>> Begin

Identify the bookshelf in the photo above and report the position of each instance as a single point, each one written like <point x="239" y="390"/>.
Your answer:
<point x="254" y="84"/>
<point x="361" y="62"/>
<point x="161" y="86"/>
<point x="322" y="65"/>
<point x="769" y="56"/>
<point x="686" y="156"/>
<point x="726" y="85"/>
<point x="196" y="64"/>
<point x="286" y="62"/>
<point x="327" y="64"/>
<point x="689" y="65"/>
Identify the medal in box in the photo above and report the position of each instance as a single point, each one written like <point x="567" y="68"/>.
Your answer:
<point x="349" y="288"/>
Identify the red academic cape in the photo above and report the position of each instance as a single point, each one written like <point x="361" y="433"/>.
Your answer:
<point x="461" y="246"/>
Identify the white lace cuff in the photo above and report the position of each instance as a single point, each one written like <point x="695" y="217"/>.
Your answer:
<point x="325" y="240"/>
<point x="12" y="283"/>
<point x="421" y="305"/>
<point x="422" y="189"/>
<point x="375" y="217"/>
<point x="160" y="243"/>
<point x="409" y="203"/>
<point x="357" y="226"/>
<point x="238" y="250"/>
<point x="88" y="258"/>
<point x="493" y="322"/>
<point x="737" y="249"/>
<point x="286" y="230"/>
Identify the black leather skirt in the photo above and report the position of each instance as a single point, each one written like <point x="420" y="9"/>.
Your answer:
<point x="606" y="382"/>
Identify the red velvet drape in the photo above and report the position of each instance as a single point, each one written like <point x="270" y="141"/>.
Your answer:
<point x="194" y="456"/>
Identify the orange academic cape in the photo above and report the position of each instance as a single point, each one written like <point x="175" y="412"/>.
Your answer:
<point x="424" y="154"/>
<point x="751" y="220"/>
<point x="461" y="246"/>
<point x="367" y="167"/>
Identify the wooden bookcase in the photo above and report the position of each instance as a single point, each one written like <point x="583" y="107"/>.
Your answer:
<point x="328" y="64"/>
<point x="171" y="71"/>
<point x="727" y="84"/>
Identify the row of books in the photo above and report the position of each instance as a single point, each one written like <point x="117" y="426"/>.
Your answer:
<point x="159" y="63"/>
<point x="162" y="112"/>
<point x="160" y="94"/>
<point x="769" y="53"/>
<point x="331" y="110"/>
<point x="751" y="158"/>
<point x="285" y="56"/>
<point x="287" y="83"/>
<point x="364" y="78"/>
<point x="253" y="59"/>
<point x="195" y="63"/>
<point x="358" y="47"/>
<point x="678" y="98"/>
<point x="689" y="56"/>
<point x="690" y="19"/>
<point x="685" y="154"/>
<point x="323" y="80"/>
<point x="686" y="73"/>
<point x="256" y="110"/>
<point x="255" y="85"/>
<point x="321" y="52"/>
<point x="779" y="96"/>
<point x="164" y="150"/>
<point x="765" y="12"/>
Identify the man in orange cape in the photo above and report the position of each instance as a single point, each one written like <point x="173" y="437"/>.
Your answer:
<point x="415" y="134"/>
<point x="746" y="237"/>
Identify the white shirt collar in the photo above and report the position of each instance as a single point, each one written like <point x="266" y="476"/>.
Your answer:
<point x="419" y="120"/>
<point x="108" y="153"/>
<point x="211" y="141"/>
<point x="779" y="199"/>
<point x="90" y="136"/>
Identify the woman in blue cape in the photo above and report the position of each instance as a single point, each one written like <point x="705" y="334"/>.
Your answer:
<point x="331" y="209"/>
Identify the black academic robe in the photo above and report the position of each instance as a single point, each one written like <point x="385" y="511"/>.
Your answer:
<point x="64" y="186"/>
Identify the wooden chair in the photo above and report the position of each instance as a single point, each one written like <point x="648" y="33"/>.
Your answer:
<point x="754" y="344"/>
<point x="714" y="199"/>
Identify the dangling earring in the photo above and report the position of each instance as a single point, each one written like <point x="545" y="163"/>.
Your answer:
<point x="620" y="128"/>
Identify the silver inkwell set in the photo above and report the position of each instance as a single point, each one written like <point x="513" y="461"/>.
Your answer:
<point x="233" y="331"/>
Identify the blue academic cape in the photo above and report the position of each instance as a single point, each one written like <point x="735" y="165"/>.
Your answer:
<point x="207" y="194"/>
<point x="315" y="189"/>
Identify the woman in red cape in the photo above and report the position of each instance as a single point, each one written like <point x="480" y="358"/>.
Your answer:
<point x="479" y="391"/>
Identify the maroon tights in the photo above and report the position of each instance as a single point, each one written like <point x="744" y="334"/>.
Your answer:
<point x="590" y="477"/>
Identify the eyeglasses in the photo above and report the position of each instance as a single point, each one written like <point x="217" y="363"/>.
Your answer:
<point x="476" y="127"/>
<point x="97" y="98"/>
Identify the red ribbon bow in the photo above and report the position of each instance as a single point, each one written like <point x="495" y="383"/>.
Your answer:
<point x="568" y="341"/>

>> End

* _Aim of the task_
Rewrite the data in the stretch from the line containing "Identify the eyeglasses" through the end of the data, replacing "red ribbon bow" with "pink ribbon bow" and changing nothing else. Give only these rewritten lines.

* _Completed exercise_
Identify the eyeglasses in the photo above and report the position of each instance as a single point, each one written like <point x="217" y="363"/>.
Your answer:
<point x="476" y="127"/>
<point x="97" y="98"/>
Identify the pink ribbon bow in the photo above and report the position of each instance as a single point, each one written like <point x="495" y="383"/>.
Your answer:
<point x="568" y="341"/>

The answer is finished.